Given passage ::
# Mom freaks out in Lamborghini Gallardo



## toovo1985 (Feb 19, 2010)

A son has decided to tape his mother as he takes her on a ride on his brand new 1250WHP Twin Turbo Lamborghini Gallardo by Underground Racing.

The result is really funny. She can't really handle the speed and freaks out.

Check the video


----------



## VWRedux (Jun 3, 2009)

This video blows! The guy can't even drive... he's obviously in over his head.:thumbdown:


----------



## a4 (Oct 28, 2000)

As cheesy as the video may seem Robert is a really nice guy. Self made entrepreneur and has done everything on his own. I give him a lot of credit being so young and being able to live out what most people dream. He's the founder of Razzi.me it's a photo sharing website similar to photobucket along with some other projects. This should give inspiration to many to what is possible with very little investment. He's a prime example.

:beer:


----------



## VWRedux (Jun 3, 2009)

a4 said:


> As cheesy as the video may seem Robert is a really nice guy. Self made entrepreneur and has done everything on his own. I give him a lot of credit being so young and being able to live out what most people dream. He's the founder of Razzi.me it's a photo sharing website similar to photobucket along with some other projects. This should give inspiration to many to what is possible with very little investment. He's a prime example.

Short task a ::
In the records, starting with the line with "Practice. For this step, pick out the dog's fur" and going on through the line with "point(125, 203)", change "set a point" to "place a point" and leave the rest untouched. Return only those lines.

Information supplied ::
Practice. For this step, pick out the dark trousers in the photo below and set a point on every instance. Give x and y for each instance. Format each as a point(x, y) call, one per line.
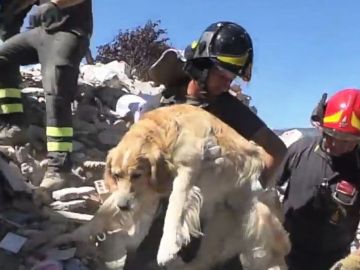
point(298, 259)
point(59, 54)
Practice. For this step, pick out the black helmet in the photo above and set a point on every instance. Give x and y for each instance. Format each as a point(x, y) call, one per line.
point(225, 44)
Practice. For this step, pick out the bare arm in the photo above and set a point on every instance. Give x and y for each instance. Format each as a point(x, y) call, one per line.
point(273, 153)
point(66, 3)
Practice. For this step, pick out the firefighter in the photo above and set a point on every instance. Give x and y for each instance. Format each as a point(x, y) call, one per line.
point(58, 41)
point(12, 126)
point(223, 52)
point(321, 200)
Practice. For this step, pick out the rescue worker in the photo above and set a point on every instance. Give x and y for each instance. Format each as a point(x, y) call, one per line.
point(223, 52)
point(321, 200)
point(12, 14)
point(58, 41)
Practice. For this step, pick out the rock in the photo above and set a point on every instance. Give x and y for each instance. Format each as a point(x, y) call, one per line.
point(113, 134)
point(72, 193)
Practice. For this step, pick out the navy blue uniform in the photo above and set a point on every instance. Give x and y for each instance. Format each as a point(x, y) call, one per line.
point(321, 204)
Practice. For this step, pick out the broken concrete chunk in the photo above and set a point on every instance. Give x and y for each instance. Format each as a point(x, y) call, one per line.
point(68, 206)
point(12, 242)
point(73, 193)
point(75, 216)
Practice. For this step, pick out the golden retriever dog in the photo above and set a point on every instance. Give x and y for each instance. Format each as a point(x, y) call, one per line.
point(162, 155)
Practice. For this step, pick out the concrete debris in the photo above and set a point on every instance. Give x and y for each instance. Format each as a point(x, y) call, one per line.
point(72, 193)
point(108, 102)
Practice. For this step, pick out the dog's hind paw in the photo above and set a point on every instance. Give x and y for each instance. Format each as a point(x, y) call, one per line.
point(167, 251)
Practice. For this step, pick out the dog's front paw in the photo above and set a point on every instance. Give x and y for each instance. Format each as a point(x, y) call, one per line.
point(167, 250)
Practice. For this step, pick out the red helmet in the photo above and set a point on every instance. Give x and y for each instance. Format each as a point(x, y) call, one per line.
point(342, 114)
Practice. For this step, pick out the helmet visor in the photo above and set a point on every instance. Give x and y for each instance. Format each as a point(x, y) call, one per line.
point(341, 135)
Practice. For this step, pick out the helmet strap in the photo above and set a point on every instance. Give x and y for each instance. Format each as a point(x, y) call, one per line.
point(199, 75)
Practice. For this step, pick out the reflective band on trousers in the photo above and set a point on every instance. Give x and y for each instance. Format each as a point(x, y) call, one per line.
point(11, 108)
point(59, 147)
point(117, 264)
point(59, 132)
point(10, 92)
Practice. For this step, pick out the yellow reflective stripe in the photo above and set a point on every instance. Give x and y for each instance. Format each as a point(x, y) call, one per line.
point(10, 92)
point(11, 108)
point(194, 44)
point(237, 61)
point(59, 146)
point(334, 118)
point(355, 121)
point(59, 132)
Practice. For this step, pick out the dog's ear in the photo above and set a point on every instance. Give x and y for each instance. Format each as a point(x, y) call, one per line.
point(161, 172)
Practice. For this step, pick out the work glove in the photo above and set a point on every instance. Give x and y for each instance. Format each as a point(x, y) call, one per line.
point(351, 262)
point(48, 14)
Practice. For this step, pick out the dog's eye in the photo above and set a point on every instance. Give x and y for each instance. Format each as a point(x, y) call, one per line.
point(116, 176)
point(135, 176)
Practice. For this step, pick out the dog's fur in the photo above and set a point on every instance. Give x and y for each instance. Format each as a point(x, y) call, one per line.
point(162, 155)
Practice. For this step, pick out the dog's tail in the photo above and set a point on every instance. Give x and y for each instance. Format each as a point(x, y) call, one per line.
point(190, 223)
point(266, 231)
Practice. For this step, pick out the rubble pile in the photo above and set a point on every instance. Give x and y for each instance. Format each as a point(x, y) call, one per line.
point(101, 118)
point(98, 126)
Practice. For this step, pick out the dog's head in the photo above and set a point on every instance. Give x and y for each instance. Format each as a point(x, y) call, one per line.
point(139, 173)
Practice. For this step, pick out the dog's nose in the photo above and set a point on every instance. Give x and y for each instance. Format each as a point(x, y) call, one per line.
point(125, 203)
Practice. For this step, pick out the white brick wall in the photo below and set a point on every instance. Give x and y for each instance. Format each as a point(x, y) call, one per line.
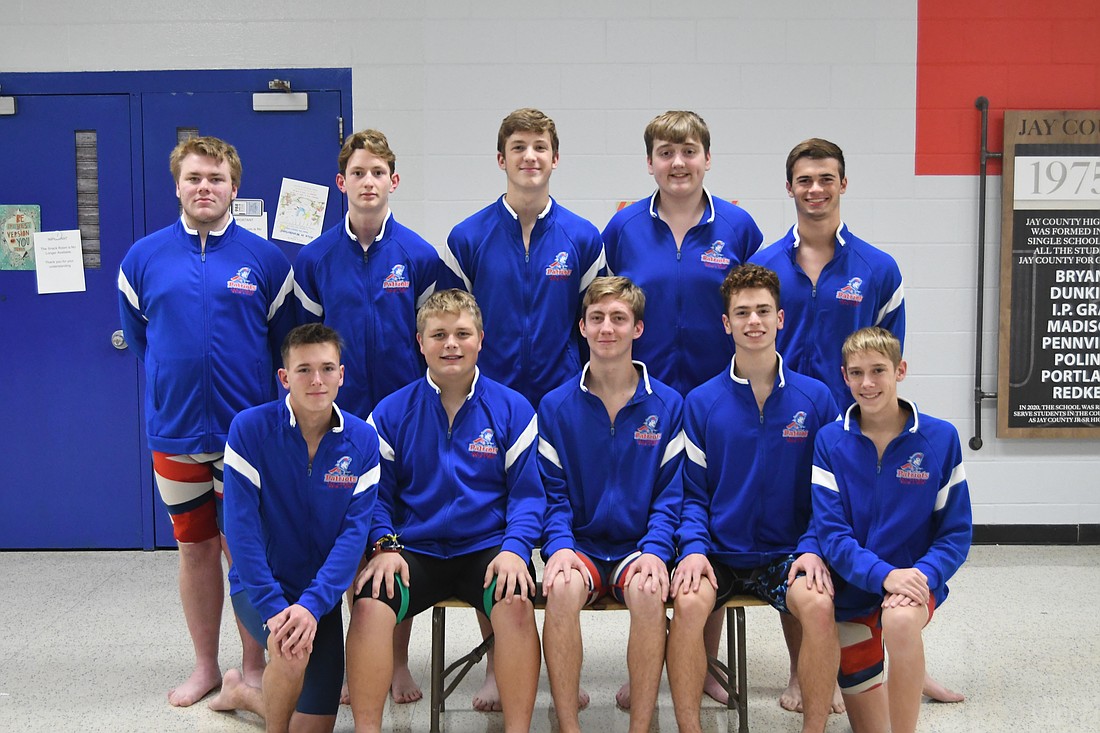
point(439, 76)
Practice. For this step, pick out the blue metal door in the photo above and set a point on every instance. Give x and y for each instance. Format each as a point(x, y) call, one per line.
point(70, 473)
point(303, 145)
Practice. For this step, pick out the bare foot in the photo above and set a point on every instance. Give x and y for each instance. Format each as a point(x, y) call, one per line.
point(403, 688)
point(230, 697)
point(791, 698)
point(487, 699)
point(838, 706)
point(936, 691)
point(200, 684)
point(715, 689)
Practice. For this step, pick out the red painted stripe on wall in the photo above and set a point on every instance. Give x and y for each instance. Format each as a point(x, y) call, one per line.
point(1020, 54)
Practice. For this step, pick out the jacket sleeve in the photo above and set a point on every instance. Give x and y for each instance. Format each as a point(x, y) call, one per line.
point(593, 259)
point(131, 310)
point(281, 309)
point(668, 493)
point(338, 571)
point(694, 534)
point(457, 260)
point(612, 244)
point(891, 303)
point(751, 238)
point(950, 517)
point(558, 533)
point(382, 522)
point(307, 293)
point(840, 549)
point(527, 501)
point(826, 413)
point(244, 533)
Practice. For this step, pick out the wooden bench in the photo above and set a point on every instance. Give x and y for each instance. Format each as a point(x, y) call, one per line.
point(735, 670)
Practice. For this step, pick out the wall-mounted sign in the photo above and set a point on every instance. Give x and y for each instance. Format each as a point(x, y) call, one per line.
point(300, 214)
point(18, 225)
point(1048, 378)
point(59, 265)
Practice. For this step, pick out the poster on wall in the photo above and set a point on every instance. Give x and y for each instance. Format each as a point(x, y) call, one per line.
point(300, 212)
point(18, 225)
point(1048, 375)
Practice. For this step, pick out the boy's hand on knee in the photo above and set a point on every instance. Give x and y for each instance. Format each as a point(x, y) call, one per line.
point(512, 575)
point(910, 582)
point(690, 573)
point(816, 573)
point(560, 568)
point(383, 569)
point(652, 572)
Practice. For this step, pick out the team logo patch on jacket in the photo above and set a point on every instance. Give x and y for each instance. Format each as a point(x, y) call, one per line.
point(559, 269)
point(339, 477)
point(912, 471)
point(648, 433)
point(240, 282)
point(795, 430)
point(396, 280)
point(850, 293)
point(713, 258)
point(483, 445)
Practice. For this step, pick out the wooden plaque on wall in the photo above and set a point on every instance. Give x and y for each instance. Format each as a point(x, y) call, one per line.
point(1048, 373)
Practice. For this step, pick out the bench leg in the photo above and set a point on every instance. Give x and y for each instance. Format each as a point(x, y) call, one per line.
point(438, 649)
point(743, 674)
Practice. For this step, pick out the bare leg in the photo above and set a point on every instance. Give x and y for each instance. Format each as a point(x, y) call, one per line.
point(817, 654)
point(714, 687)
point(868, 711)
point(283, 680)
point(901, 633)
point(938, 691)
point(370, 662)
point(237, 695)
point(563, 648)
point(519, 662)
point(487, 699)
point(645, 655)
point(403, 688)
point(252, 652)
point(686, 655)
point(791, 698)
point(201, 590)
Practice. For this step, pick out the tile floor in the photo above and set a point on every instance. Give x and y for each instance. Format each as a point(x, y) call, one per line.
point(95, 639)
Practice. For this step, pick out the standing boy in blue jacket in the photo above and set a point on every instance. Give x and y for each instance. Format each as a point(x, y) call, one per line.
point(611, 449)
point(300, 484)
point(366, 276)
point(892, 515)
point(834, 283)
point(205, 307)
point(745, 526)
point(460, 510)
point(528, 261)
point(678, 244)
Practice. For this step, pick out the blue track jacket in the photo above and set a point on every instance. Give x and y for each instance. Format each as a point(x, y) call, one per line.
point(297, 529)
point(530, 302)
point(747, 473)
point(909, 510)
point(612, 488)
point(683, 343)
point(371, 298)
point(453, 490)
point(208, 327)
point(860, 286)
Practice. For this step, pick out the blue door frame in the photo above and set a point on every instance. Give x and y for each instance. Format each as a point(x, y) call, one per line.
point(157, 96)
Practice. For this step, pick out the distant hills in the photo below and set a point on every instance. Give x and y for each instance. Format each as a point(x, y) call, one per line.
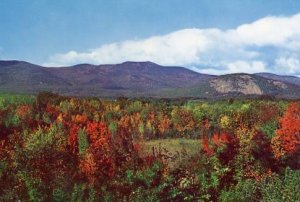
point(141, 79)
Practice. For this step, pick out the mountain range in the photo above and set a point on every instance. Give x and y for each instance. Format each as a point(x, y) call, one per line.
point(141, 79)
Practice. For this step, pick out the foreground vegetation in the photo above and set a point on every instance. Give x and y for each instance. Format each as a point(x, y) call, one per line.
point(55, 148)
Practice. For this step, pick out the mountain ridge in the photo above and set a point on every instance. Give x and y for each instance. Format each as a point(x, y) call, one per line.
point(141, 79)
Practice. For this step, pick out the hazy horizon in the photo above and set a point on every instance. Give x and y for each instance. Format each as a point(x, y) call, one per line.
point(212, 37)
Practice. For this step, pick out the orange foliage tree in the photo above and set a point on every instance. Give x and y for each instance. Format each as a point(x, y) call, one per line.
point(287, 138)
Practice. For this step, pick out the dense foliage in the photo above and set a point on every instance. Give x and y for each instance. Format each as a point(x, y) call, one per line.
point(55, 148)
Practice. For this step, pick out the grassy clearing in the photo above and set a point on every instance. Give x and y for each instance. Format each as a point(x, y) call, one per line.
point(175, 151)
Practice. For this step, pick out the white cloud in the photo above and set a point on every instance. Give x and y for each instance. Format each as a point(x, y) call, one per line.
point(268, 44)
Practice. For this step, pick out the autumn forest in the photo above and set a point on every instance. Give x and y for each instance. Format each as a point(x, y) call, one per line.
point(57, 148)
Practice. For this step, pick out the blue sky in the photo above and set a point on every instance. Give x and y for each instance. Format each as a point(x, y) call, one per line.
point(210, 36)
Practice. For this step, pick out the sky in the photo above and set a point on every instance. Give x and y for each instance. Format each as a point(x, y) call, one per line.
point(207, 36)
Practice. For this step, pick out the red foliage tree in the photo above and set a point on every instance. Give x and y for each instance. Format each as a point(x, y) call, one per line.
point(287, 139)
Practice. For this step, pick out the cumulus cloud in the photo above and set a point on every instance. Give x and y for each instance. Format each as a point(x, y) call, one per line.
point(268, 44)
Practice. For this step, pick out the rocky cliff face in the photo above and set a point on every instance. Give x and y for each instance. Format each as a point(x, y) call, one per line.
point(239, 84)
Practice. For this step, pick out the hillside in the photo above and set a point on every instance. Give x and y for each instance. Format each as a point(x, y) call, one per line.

Short task b ::
Write what comes next in the forum thread about the mother's ride in the Lamborghini Gallardo, picking up after its last line.

Written response a ::
Practice. For this step, pick out the dog's fur in the photo above and place a point on every instance. Give x and y for each instance. Format each as a point(x, y) call, one per line.
point(162, 155)
Practice. For this step, pick out the dog's tail in the photo above and place a point on every instance. Give x and y for each instance. Format each as a point(x, y) call, one per line.
point(190, 223)
point(266, 231)
Practice. For this step, pick out the rubble pile in the photo above and place a point on every instance. Give x and y for each instance. Format each as a point(x, y) call, one per line.
point(101, 118)
point(98, 126)
Practice. For this step, pick out the dog's head in the photo above and place a point on every instance. Give x and y for each instance. Format each as a point(x, y) call, one per line.
point(139, 173)
Practice. For this step, pick out the dog's nose in the photo above and place a point on every instance. Give x and y for each instance. Format each as a point(x, y) call, one per line.
point(125, 203)

Written response b ::
> 
> :beer:


Congratulations, he deserves credit for sure. :thumbup: Now he should spend some of that money on proper driving technique lessons, other than having a heavy foot every once in awhile to perk up his mommy.


----------



## a4 (Oct 28, 2000)

VWRedux said:


> Congratulations, he deserves credit for sure. :thumbup: Now he should spend some of that money on proper driving technique lessons, other than having a heavy foot every once in awhile to perk up his mommy.



:laugh::thumbup:


----------



## toovo1985 (Feb 19, 2010)

OHHHHHHHHHHHHHHH your mean...


----------



## MYMKIVGTI (Mar 10, 2009)

His mom is smokin


----------



## jay'stig (Nov 8, 2010)

MYMKIVGTI said:


> His mom is smokin


She is man,


----------



## abeR (Sep 13, 2002)

sweaty palms eh mom?


----------



## joeybags (Sep 9, 2011)

Any pics of the car?


----------



## mk2gtd (Sep 17, 2007)

joeybags said:


> Any pics of the car?


any pics of the mom??


----------



## joeybags (Sep 9, 2011)

Lol no any pics of the car. Sorry I should of been specific


----------



## Jedidub (Oct 6, 2010)

She has sweaty palms anyone for a Texas tug?


----------



## Hawk (May 7, 2010)

:laugh:


----------



## RobMarkToo (Apr 21, 2012)

a4 said:


> As cheesy as the video may seem Robert is a really nice guy. Self made entrepreneur and has done everything on his own. I give him a lot of credit being so young and being able to live out what most people dream. He's the founder of Razzi.me it's a photo sharing website similar to photobucket along with some other projects. This should give inspiration to many to what is possible with very little investment. He's a prime example.
> 
> :beer:


Or delusions of grandeur, whichever come first.


----------



## CarsAnalysis (Jun 7, 2017)

Lol:banghead::banghead::banghead:


----------



## Ameera Fatima (Jun 9, 2017)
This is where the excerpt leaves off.